## start Document segment
Peace Activists May Be Forced to Flee Iraq

Effort underway to evacuate some proponents of normalization between Iraq and Israel following Irbil conference

Internal backlash to an Iraqi conference late last month calling for normalization with Israel came fast and furious. Now, an effort is underway to evacuate participants who are in danger of arrest, or worse.

Iraq’s judiciary issued arrest warrants against three figures – Wisam al-Hardan, the leader of the Sons of Iraq Awakening movement; Sahar al-Tai, an employee in Iraq’s Ministry of Culture, Tourism and Antiquities; and former parliament member Mithal al-Alusi – for charges related to promoting normalization with Israel, as a result of the Peace and Reclamation conference held in Irbil, the capital of the Kurdistan region of Iraq, on September 24.

The Supreme Judiciary Council said that similar legal proceedings will be initiated against other participants in the conference as soon as they are identified.

Under Iraqi law, it’s illegal to promote “Zionist principles.”
## end Document segment
Set problem 1
How many lines of the entries contain the word "window", with case counting? Give only the number.
## start Data supplied
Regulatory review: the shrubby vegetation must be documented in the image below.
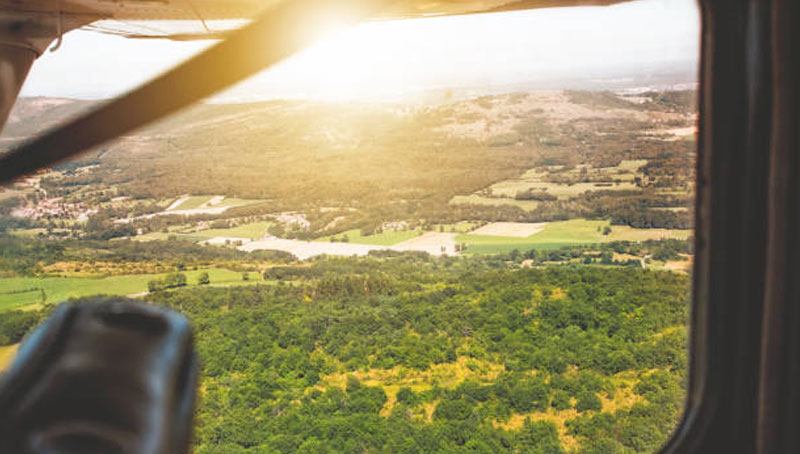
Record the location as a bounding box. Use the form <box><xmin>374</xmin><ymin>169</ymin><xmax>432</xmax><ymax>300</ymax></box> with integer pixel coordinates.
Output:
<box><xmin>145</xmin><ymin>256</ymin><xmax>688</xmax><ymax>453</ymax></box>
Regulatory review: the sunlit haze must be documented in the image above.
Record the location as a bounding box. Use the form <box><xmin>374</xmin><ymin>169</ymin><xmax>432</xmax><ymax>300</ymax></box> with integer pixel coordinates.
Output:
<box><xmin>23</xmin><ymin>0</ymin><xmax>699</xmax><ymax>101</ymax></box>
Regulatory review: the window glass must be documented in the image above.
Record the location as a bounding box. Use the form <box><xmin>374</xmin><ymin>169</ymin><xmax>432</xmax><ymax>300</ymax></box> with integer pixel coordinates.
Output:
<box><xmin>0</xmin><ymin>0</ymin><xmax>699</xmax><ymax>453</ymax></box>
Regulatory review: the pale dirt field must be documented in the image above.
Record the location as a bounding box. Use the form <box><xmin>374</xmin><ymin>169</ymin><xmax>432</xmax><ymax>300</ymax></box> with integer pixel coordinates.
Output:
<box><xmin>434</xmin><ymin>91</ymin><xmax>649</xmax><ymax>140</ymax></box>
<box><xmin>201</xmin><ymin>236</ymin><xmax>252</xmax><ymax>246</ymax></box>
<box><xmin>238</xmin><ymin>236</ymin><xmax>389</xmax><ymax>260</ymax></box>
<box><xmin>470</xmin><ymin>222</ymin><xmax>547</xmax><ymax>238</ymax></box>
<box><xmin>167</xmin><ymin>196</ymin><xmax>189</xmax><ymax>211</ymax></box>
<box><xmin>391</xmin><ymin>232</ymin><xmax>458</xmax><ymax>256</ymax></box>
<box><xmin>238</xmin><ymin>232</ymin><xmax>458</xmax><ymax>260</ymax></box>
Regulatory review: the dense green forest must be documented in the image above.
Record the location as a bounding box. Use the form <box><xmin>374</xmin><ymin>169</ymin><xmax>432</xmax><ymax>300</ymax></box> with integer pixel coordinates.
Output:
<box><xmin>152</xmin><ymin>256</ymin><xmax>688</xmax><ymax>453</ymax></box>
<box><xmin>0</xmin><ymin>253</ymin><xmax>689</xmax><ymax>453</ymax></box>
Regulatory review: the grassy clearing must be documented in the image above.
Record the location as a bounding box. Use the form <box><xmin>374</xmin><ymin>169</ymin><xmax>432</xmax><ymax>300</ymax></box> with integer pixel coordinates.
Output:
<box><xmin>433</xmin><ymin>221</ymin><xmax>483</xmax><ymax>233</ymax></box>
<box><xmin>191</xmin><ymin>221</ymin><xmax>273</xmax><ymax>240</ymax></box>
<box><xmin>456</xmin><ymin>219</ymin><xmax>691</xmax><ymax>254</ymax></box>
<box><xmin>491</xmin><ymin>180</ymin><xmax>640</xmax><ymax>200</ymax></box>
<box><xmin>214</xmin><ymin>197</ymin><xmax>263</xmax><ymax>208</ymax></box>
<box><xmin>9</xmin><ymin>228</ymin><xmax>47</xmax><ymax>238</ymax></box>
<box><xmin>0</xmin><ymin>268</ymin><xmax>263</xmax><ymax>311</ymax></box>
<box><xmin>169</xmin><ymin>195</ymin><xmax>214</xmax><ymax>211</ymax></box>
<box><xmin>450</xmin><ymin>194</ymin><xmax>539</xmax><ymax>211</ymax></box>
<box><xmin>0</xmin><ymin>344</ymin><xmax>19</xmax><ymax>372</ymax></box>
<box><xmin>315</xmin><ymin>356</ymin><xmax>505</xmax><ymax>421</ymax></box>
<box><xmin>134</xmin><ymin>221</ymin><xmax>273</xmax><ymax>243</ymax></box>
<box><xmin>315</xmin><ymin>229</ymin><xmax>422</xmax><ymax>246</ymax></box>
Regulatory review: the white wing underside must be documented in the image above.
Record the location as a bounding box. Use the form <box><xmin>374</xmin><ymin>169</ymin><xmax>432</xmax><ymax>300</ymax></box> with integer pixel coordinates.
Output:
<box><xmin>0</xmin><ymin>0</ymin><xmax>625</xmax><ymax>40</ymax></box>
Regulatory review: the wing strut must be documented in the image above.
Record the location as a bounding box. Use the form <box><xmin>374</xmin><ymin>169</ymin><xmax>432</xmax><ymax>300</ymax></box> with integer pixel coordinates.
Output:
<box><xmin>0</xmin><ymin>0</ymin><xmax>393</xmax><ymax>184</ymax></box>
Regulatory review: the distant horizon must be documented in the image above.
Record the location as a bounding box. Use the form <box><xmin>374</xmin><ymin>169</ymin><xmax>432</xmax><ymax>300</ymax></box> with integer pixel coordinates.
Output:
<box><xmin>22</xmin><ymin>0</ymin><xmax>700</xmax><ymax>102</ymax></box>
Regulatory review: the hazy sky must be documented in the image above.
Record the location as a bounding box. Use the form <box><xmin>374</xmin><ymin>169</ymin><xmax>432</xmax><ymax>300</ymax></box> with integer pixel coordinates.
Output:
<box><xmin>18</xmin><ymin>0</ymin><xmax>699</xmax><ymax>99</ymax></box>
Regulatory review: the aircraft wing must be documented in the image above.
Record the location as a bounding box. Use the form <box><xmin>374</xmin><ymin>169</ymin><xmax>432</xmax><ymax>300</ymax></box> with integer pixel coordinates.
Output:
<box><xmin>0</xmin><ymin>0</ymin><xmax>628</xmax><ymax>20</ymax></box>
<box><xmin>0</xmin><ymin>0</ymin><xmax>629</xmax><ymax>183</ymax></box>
## end Data supplied
## start Data supplied
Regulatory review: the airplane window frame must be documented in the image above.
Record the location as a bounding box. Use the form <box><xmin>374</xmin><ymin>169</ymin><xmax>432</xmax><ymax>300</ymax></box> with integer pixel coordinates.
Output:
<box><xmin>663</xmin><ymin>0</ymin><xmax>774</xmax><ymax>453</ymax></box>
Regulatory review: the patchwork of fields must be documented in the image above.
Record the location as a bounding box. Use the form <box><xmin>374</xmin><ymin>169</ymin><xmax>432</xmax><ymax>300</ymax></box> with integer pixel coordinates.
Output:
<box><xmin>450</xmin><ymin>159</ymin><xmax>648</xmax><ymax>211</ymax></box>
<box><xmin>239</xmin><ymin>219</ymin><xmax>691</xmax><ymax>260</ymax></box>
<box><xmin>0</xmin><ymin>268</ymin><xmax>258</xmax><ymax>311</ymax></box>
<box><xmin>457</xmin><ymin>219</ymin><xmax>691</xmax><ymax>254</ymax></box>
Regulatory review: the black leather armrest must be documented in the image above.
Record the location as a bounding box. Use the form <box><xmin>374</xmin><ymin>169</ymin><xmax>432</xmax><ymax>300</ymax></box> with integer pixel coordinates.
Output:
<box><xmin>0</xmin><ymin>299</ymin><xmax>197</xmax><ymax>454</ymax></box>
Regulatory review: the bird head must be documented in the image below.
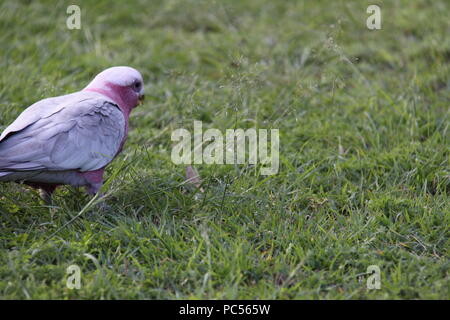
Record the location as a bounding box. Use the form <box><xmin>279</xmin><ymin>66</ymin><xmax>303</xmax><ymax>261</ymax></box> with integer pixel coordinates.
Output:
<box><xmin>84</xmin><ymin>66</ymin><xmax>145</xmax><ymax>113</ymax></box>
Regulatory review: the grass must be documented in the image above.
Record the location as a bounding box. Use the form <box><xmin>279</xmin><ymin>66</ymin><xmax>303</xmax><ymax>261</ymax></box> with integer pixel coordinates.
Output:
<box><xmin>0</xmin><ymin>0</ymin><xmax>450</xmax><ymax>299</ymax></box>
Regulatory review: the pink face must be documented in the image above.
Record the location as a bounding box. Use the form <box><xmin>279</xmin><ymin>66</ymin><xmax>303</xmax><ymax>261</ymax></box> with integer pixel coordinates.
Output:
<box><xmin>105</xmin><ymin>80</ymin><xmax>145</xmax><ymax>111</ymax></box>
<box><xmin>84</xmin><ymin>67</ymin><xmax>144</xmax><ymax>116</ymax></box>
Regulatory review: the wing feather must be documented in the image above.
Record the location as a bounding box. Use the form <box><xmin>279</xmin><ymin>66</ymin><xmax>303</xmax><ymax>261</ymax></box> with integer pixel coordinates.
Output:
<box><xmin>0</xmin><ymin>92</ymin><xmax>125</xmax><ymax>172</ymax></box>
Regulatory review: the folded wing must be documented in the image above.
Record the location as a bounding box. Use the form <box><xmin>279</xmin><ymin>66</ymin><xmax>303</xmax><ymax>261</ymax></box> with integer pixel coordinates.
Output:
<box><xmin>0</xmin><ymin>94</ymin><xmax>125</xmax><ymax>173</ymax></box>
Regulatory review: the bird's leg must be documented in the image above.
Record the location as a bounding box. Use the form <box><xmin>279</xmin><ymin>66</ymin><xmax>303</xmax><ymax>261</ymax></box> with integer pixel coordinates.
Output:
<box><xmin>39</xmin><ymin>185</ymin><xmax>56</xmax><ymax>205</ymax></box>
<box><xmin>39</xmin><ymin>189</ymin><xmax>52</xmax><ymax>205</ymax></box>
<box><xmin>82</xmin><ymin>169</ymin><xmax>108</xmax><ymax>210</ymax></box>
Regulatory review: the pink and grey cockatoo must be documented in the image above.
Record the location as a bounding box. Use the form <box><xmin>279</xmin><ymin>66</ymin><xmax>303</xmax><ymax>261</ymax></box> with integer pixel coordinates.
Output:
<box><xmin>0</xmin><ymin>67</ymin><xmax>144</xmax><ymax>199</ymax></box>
## end Data supplied
Set problem 2
Which people does the article about peace activists in Iraq name as the targets of the arrest warrants issued by Iraq's judiciary?

Response 1
2

Response 2
Wisam al-Hardan
Sahar al-Tai
Mithal al-Alusi